■ Texte à lire
-=-=-=-=-
La partie requérante prétend que la marque de commerce enregistrée n’a pas été employée au Canada depuis son enregistrement, il y a 12 ans, et que le titulaire actuel de l’enregistrement n’a pas employé la marque au Canada depuis qu’il l’acquise en décembre 1994. En ce qui concerne la raison invoquée par le titulaire de l’enregistrement pour expliquer le défaut d’emploi, la partie requérante fait valoir que le respect des exigences légales est nécessaire à l’exploitation d’une entreprise au Canada et que l’incapacité de satisfaire à ces exigences ne saurait constituer des circonstances spéciales. Elle soutient également ou de manière subsidiaire que le défaut d’emploi a duré trop longtemps pour qu’on puisse considérer qu’il s’agit d’une durée raisonnable dans les circonstances, compte tenu en particulier de l’absence de document démontrant que le titulaire de l’enregistrement entreprend toutes les démarches nécessaires pour que la marque puisse commencer à être employée rapidement.

 

Arguments du titulaire de lenregistrement

Le titulaire de l’enregistrement fait valoir que c’est un membre du consortium de San Daniele qui détient le droit relatif au jambon San Daniele et que ce produit ne peut être exporté sous la marque qu’après que tous les membres du consortium ont obtenu l’approbation de l’Agence. Il ajoute que la certification du processus d’exportation est soumise à des exigences particulières, qu’il n’a aucun contrôle sur le processus de certification et que celui‑ci n’a pas été complété. Le titulaire de l’enregistrement prétend également qu’il a montré qu’il avait réellement l’intention d’employer la marque au Canada en apportant à ses installations toutes les modifications exigées par l’Agence et par l’accord. Il s’agit de modifications majeures qui ont pris du temps et qui ont coûté cher.

 

Analyse

Il ressort clairement de la preuve que le titulaire actuel de l’enregistrement n’a jamais employé la marque de commerce au Canada depuis qu’il en a fait l’acquisition, de sorte que, à la date de l’avis prévu à l’article 45, cela faisait environ six (6) ans (du 31 décembre 1994 au 15 janvier 2001) que la marque n’était pas employée par le propriétaire actuel. Elle ne l’était pas non plus lorsque ce dernier a produit sa preuve le 3 juillet 2001 et le 2 juillet 2002.

 

En ce qui concerne les raisons du défaut d’emploi, le fait que le jambon San Daniele est une spécialité régionale, dont le lieu d’origine est protégé et dont le procédé est contrôlé par le consortium du jambon San Daniele, le fait que des modifications devaient être apportées au procédé afin que celui‑ci soit conforme aux normes du gouvernement canadien et à l’accord, et le fait que le titulaire de l’enregistrement n’est pas en mesure d’agir de façon indépendante du consortium, que ce dernier n’est pas en mesure d’agir de manière indépendante du gouvernement italien et que celui‑ci ne peut pas agir de façon indépendante du gouvernement canadien sont des circonstances qui, à mon avis, sont indépendantes de la volonté du titulaire de l’enregistrement.
-=-=-=-=-
■ Données fournies
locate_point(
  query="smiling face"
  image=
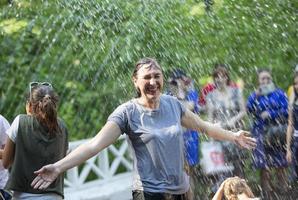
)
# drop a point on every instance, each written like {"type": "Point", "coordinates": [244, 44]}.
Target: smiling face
{"type": "Point", "coordinates": [149, 82]}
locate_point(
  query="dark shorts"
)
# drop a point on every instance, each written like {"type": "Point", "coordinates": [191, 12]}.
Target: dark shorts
{"type": "Point", "coordinates": [140, 195]}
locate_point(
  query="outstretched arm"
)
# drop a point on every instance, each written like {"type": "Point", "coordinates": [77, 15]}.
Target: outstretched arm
{"type": "Point", "coordinates": [194, 122]}
{"type": "Point", "coordinates": [106, 136]}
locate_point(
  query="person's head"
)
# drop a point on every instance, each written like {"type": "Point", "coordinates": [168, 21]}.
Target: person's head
{"type": "Point", "coordinates": [266, 84]}
{"type": "Point", "coordinates": [42, 104]}
{"type": "Point", "coordinates": [220, 75]}
{"type": "Point", "coordinates": [264, 76]}
{"type": "Point", "coordinates": [236, 186]}
{"type": "Point", "coordinates": [148, 78]}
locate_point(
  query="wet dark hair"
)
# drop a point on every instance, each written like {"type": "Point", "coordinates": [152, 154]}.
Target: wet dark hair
{"type": "Point", "coordinates": [151, 62]}
{"type": "Point", "coordinates": [43, 101]}
{"type": "Point", "coordinates": [260, 70]}
{"type": "Point", "coordinates": [219, 70]}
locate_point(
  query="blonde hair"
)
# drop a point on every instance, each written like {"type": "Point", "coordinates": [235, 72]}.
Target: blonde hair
{"type": "Point", "coordinates": [235, 186]}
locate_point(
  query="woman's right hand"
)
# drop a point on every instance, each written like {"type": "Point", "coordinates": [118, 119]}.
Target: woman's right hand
{"type": "Point", "coordinates": [289, 156]}
{"type": "Point", "coordinates": [45, 176]}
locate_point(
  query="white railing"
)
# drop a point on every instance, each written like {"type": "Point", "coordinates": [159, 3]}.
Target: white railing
{"type": "Point", "coordinates": [102, 167]}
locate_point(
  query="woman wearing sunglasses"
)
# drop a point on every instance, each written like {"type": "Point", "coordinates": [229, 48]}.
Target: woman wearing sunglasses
{"type": "Point", "coordinates": [153, 124]}
{"type": "Point", "coordinates": [35, 139]}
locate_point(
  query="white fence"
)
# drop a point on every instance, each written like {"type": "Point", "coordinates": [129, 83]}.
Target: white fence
{"type": "Point", "coordinates": [106, 176]}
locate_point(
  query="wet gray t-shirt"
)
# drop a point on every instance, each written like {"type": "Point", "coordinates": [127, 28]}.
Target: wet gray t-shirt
{"type": "Point", "coordinates": [156, 139]}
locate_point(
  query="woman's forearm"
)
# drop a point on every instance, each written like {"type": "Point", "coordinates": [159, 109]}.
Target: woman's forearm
{"type": "Point", "coordinates": [108, 134]}
{"type": "Point", "coordinates": [194, 122]}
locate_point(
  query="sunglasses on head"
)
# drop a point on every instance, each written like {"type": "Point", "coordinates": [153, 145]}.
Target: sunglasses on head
{"type": "Point", "coordinates": [36, 84]}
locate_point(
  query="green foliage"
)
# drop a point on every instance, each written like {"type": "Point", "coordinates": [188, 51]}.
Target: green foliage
{"type": "Point", "coordinates": [87, 49]}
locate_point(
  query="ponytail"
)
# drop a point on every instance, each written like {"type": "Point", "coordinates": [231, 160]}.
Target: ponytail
{"type": "Point", "coordinates": [44, 107]}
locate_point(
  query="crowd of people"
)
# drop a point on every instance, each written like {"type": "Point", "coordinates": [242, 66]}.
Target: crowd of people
{"type": "Point", "coordinates": [163, 131]}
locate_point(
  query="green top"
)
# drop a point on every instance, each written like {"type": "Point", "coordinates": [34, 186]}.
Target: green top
{"type": "Point", "coordinates": [34, 148]}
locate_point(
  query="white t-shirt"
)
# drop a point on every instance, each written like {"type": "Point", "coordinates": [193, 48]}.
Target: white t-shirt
{"type": "Point", "coordinates": [4, 125]}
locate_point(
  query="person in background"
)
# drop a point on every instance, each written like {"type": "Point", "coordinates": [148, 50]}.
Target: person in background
{"type": "Point", "coordinates": [182, 87]}
{"type": "Point", "coordinates": [4, 125]}
{"type": "Point", "coordinates": [209, 87]}
{"type": "Point", "coordinates": [226, 107]}
{"type": "Point", "coordinates": [153, 124]}
{"type": "Point", "coordinates": [292, 130]}
{"type": "Point", "coordinates": [35, 139]}
{"type": "Point", "coordinates": [268, 108]}
{"type": "Point", "coordinates": [290, 91]}
{"type": "Point", "coordinates": [234, 188]}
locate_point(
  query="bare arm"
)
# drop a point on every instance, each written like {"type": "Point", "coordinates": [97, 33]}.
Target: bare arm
{"type": "Point", "coordinates": [219, 193]}
{"type": "Point", "coordinates": [7, 154]}
{"type": "Point", "coordinates": [106, 136]}
{"type": "Point", "coordinates": [194, 122]}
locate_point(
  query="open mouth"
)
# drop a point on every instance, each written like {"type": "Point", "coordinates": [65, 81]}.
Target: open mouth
{"type": "Point", "coordinates": [152, 90]}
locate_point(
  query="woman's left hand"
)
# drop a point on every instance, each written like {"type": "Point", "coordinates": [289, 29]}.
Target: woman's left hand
{"type": "Point", "coordinates": [244, 140]}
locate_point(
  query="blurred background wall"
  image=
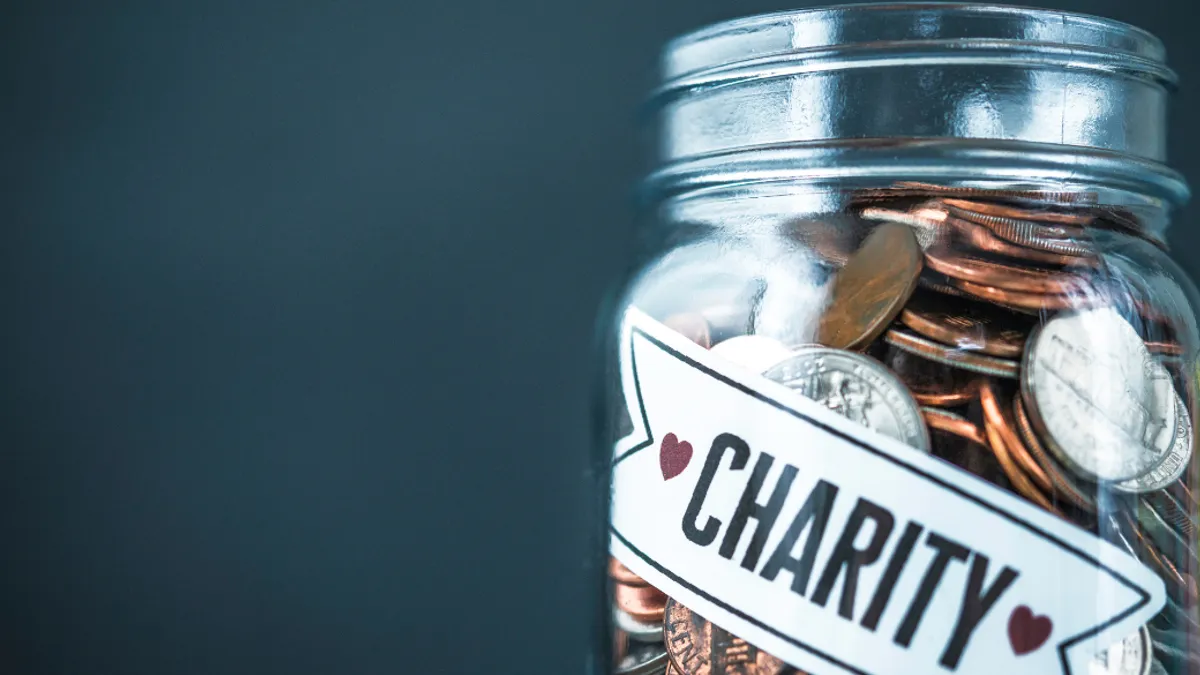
-=-=-=-=-
■ Travail demandé
Pouvez-vous poursuivre le texte sur le défaut d'emploi de la marque du jambon San Daniele au Canada, en reprenant juste après sa dernière phrase ?

■ Résultat attendu
En ce qui concerne les démarches entreprises, la preuve montre que des démarches en vue de l’exportation du jambon San Daniele au Canada avaient été entreprises avant la date de l’avis prévu à l’article 45 ‑ probablement dès 1994.

 

À cet égard, on peut déduire de la lettre de mai 1994 envoyée par l’ambassade italienne au consortium (pièce A du deuxième affidavit) que ce dernier s’est informé au sujet de la possibilité d’importer du jambon San Daniele au Canada. En outre, je pense qu’il est raisonnable de conclure des visites de différents établissements de production de jambon faites par l’Agence en Italie entre le 14 septembre et le 5 octobre 1997 que des démarches ont été entreprises bien avant 1997 afin que ces visites aient lieu, compte tenu, en particulier, du nombre d’intermédiaires en cause ‑ le consortium, le gouvernement italien et le gouvernement canadien.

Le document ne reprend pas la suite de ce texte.